--- Task data ---

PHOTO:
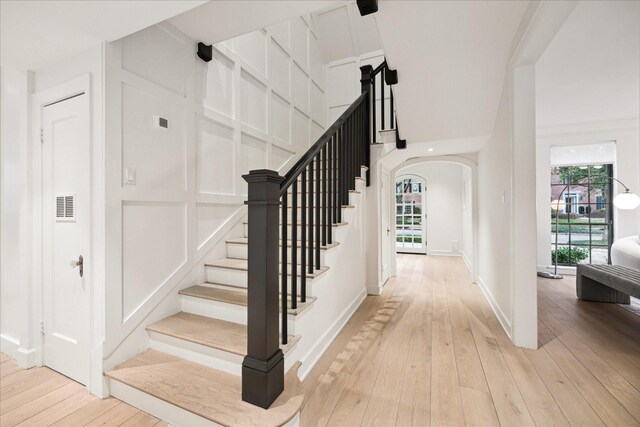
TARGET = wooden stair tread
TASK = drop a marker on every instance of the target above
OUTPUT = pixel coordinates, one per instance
(207, 392)
(236, 296)
(220, 334)
(245, 241)
(335, 224)
(242, 264)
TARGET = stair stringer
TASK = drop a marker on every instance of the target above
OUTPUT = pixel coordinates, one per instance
(339, 292)
(165, 301)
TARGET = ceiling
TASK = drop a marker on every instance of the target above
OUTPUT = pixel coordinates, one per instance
(451, 59)
(591, 70)
(36, 33)
(220, 20)
(344, 33)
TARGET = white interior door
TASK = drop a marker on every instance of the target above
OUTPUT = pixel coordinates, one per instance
(66, 237)
(385, 193)
(410, 215)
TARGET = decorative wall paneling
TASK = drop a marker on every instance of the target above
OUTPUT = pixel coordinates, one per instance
(258, 104)
(343, 86)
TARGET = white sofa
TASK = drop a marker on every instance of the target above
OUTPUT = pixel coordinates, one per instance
(626, 252)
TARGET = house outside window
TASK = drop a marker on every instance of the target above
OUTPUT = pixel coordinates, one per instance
(585, 217)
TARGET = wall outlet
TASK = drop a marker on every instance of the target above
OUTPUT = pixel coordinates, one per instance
(160, 122)
(130, 176)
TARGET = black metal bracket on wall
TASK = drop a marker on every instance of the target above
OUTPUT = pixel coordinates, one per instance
(367, 7)
(205, 52)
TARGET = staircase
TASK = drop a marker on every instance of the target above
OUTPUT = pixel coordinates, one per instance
(191, 374)
(240, 334)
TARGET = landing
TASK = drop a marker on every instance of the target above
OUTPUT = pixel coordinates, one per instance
(209, 393)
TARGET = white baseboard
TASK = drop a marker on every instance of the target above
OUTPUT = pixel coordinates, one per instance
(569, 271)
(466, 260)
(441, 252)
(374, 289)
(504, 321)
(311, 358)
(24, 357)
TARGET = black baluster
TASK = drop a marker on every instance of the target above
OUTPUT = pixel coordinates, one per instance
(382, 98)
(309, 231)
(324, 195)
(303, 238)
(317, 205)
(373, 107)
(294, 251)
(329, 196)
(283, 269)
(391, 107)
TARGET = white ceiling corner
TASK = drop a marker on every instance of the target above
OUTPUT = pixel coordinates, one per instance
(36, 33)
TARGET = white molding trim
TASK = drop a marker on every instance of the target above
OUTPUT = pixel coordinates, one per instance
(504, 320)
(466, 260)
(312, 357)
(442, 252)
(25, 358)
(562, 269)
(375, 289)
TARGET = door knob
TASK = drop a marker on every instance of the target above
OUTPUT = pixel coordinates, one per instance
(78, 263)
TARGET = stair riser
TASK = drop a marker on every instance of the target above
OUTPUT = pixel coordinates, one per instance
(224, 311)
(207, 356)
(227, 276)
(240, 251)
(338, 233)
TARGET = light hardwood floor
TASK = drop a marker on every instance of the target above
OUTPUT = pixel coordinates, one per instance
(42, 397)
(430, 351)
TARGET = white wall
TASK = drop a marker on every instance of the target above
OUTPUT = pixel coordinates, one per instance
(443, 205)
(258, 104)
(467, 216)
(587, 90)
(494, 215)
(15, 215)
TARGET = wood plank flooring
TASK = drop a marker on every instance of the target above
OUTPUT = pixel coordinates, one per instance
(42, 397)
(429, 351)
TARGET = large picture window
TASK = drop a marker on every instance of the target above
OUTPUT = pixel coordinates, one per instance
(581, 198)
(409, 214)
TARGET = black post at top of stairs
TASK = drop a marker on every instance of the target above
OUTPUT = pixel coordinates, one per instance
(367, 77)
(263, 366)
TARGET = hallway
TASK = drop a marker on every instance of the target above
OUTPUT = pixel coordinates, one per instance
(430, 351)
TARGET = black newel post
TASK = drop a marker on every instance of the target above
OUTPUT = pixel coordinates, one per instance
(366, 80)
(263, 366)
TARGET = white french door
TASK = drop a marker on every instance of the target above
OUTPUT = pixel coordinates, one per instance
(66, 237)
(410, 235)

---

| Goal |
Copy out again everything above from the line containing "TARGET = hallway" down to the end of the records, requests included, and add 93 to every number in the answer coordinates.

| Finished answer |
TARGET = hallway
TASK = drop a marker on every instance of the target above
OUTPUT = pixel coordinates, one per instance
(523, 444)
TARGET = black newel post
TASK = drop a marker on every instance of the target above
OUTPUT = pixel coordinates, one per instance
(459, 173)
(356, 459)
TARGET = white french door
TASK = drop a marker on every instance of the target above
OUTPUT = pixel coordinates, one per instance
(159, 330)
(503, 328)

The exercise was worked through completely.